» What you will do:
Rescale the material below from its start up to and including the line with "232 101 L 241", reproducing every line in full, and multiply each coordinate in the answer paths by 0.9, rounding to whole numbers with halves rounded up. Leave all other text unchanged.

» Extracted information:

☆ ☆ ☆ ☆ ☆

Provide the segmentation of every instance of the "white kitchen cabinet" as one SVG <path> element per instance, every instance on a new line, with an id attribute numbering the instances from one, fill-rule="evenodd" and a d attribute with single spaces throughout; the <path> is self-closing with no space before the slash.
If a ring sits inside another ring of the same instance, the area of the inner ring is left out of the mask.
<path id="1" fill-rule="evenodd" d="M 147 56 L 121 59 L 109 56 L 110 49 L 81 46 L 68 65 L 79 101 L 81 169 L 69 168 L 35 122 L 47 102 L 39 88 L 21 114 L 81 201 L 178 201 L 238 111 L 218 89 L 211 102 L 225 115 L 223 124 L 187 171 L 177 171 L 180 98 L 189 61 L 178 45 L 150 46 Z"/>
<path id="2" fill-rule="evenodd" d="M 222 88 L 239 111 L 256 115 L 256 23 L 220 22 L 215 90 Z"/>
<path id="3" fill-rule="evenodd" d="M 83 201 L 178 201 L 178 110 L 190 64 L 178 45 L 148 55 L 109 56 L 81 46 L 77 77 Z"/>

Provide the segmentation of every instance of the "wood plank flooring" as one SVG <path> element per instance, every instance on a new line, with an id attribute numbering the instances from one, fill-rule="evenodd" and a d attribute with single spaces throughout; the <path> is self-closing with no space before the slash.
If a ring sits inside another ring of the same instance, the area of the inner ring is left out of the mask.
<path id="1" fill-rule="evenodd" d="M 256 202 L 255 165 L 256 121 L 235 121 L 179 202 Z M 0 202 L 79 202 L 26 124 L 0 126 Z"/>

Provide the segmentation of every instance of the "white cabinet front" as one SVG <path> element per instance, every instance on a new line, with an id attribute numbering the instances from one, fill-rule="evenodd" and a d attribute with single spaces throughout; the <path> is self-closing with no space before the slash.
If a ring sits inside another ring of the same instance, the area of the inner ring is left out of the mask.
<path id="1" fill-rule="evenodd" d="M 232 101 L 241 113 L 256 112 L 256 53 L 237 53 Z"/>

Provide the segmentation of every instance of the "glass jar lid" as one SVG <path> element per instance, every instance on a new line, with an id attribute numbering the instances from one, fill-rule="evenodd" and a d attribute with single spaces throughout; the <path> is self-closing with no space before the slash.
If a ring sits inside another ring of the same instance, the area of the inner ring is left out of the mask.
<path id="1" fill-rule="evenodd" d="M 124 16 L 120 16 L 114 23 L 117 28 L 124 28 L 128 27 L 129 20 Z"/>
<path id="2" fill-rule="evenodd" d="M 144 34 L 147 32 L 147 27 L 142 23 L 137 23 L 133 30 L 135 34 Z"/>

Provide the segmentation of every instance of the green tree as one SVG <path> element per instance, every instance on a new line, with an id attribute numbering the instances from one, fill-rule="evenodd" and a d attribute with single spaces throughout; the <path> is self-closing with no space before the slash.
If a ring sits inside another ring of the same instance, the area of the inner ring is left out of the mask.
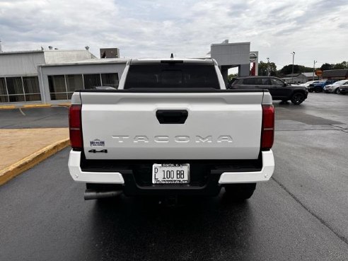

☆ ☆ ☆ ☆ ☆

» Answer below:
Provide the segmentation of every instance of the "white kitchen cabinet" as one SVG <path> element per instance, every instance on a new line, with an id attribute numbering the instances from one, fill-rule="evenodd" and a d attribute with single spaces throughout; the <path> is self-closing with no space before the slash.
If a ring sits inside another ring of the same instance, the area of the inner ring is left out of the mask.
<path id="1" fill-rule="evenodd" d="M 132 50 L 109 53 L 98 50 L 99 44 L 73 41 L 61 59 L 71 91 L 73 152 L 62 151 L 32 110 L 42 92 L 35 79 L 19 103 L 73 181 L 160 181 L 214 100 L 196 80 L 190 92 L 203 104 L 201 112 L 168 154 L 159 154 L 162 88 L 170 55 L 160 41 L 135 41 Z"/>
<path id="2" fill-rule="evenodd" d="M 200 79 L 215 100 L 230 104 L 230 21 L 198 20 L 194 81 Z"/>
<path id="3" fill-rule="evenodd" d="M 75 181 L 160 181 L 160 99 L 171 58 L 160 41 L 133 50 L 98 50 L 73 41 L 69 69 Z"/>

Provide the segmentation of every instance of the "wood plank flooring" as one SVG <path> element per instance, every instance on a new line, with an id attribute numbering the instances from one, fill-rule="evenodd" and a d attribute with single spaces throughout; the <path> is self-closing with no space before the slash.
If a ring sits inside another ring of the same instance, the area of the inner ring is left out of the mask.
<path id="1" fill-rule="evenodd" d="M 230 182 L 230 149 L 230 109 L 212 109 L 161 182 Z M 0 182 L 71 182 L 23 112 L 0 113 Z"/>

Provide the segmentation of every instance of the "white cabinet front" as one SVG <path> element per instance, every instance on a new line, with an id attribute numbering the instances from one, fill-rule="evenodd" and a d attribute with single spaces throughout; the <path> is self-closing with no space before the slash.
If a ring sits inside another ring of the same instance, the area of the inner ring is left out of the mask.
<path id="1" fill-rule="evenodd" d="M 209 91 L 217 102 L 230 101 L 230 48 L 213 48 Z"/>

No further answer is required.